Iowans Commit to Changing U.S. Policy toward Palestine-Israel
Remi Kanazi performs one of several dramatic readings during the 2011 U.S. Policy in Palestine-Israel Conference in Ankeny, Iowa. Remi is a poet, writer and activist based in New York City. He is the editor of Poets for Palestine and the author of Poetic Justice: Writings on Resistance and Palestine. For a slideshow of photos from the conference, click here.Photo: AFSC / Jon Krieg
Olive oil on popcorn, anyone?
Palestine’s olive trees may seem a long way from the cornfields surrounding Ankeny, Iowa. But on a recent crisp fall weekend, a major conference organized by AFSC’s Iowa staff and focusing on US policy in the Middle East brought the two lands closer together in spirit.
During a recent trip to Gaza, AFSC’s partners repeatedly asked Michael Merryman-Lotze, AFSC Program Director for Palestine-Israel, to “not present Gazans only as victims, but rather to make clear that they are average people with normal hopes, dreams, and fears,” he said. The partners emphasized that the crisis in Gaza is not a humanitarian crisis, but rather a political crisis resulting from Israel’s continued occupation.

Recorded information »
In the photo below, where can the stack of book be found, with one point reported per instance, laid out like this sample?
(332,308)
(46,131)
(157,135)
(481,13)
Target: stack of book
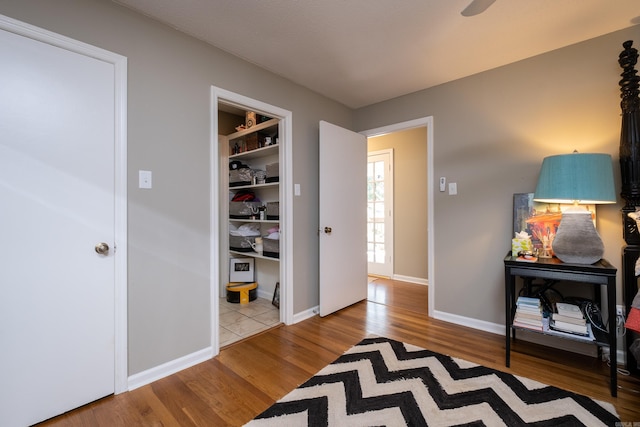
(569,318)
(528,313)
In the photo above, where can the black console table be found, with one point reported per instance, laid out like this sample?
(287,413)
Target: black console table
(600,273)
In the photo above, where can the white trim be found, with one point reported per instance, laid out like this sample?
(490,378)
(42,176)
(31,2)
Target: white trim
(410,279)
(410,124)
(307,314)
(219,95)
(169,368)
(120,177)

Aim A » Summarize the Ankeny conference article in two sentences.
Aim B » Write the next part of the Ankeny conference article, starting after its last sentence.
The entries are separate material and unrelated to the text.

Written reply A » An AFSC conference in Ankeny, Iowa, focused on U.S. policy toward Palestine-Israel and included dramatic readings such as one by Remi Kanazi, a poet, writer and activist based in New York City. AFSC's partners in Gaza asked Michael Merryman-Lotze to present Gazans as average people with normal hopes, dreams, and fears, and they stressed that Gaza's crisis is political, resulting from Israel's continued occupation, rather than humanitarian.

Written reply B »
Gazans told him, “Don’t give us more humanitarian aid. We don’t need food. We need political action that will help us build our country and achieve our rights.” Gazan journalist and author Laila El-Haddad repeated these sentiments nearly word for word during her keynote address at the Iowa conference.
Michael who also attended the conference, said, “This is an excellent example of how the conference provided participants with both messaging shaped by AFSC’s on-the-ground experience and the information and skills they need to help move forward US-based education and policy change efforts.”
With offices in Jerusalem, the West Bank and Gaza, AFSC works to uphold human rights and humanitarian law, build equality between Palestinians and Israelis, counter militarism, and end Israel’s occupation of the Palestine territories. AFSC’s position on the conflict and how to achieve a just peace is shaped by its belief in an ethic of reciprocity: what holds true for one side in the conflict should hold true for the other side. This means that AFSC has consistently supported the right of both Israelis and Palestinians to self determination.
In her earlier keynote address, Phyllis Bennis of the Institute for Policy Studies shared her optimism about improved prospects for redirecting US policy toward a greater emphasis on human rights and international law in Palestine-Israel. Now is an excellent time to push policymakers toward ending the $30 billion in military aid which the US intends for Israel over the next ten years, she emphasized A number of other experts led participants in a series of workshops, including one on Grassroots Organizing by Jennifer Bing of AFSC ‘sChicago office. Bing described a successful “Mock Congressional Hearing” and a bus ad campaign, both of which invited the public to be on the side of peace and justice in the Middle East.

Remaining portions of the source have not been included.